[Object location annotation data]

+ + +

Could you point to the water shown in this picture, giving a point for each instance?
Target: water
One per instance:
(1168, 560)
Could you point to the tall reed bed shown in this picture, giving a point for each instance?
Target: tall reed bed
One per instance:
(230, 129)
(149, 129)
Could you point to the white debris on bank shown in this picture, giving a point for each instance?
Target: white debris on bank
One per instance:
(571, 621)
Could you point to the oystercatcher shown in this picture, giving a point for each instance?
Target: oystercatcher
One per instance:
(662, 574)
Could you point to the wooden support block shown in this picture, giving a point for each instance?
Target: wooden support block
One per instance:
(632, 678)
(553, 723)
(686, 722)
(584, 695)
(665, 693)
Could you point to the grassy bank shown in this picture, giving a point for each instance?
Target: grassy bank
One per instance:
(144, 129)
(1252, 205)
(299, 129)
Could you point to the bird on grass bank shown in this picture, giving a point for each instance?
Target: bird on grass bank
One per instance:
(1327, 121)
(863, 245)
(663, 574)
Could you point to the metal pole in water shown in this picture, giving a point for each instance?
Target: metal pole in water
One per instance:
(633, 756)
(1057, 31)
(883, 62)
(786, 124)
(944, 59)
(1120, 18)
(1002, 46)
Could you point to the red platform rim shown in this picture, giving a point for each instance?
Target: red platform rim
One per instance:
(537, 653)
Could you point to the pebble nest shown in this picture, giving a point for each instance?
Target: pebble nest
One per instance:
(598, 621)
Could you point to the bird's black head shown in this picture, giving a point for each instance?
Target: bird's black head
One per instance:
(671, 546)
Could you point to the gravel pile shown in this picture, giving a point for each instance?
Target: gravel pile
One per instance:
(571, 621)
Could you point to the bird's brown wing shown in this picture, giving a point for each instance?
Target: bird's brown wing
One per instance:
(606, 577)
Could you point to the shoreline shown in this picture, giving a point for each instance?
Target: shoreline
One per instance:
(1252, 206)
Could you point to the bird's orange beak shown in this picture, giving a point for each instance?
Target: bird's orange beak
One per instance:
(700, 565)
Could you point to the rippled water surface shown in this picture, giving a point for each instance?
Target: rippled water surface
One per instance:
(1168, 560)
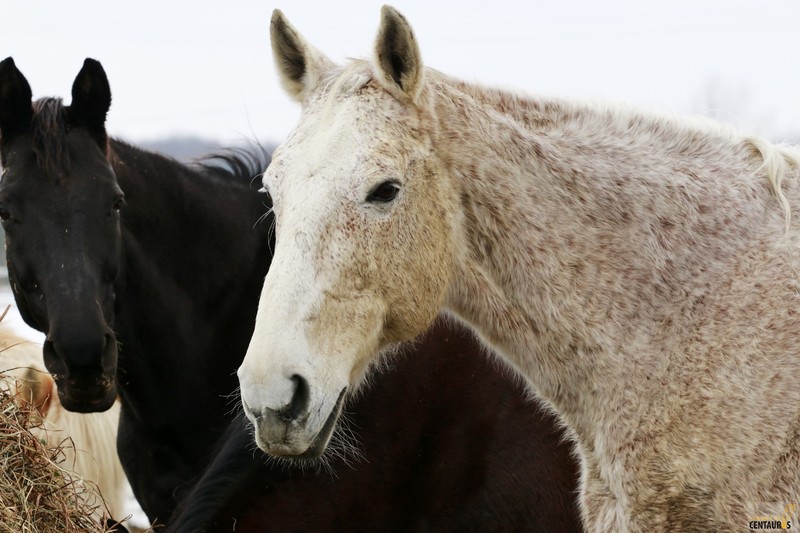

+ + +

● WHAT THE EXERCISE ASKS
Reproduce every line verbatim from the one containing "Could you point to the shoreline" through the end of the rows, both ends included. Leave the pictures out of your output.

● WRITTEN SOLUTION
Could you point to the shoreline shown in this picture, giving a point for each instance?
Target: shoreline
One per instance:
(1252, 206)
Could you point to the bird's orange beak shown in this picture, giving a point for each instance?
Target: bird's orange beak
One per instance:
(700, 565)
Could you point to the rippled water surface shown in this picture, giving a point for each instance?
Target: rippled water surface
One per instance:
(1168, 560)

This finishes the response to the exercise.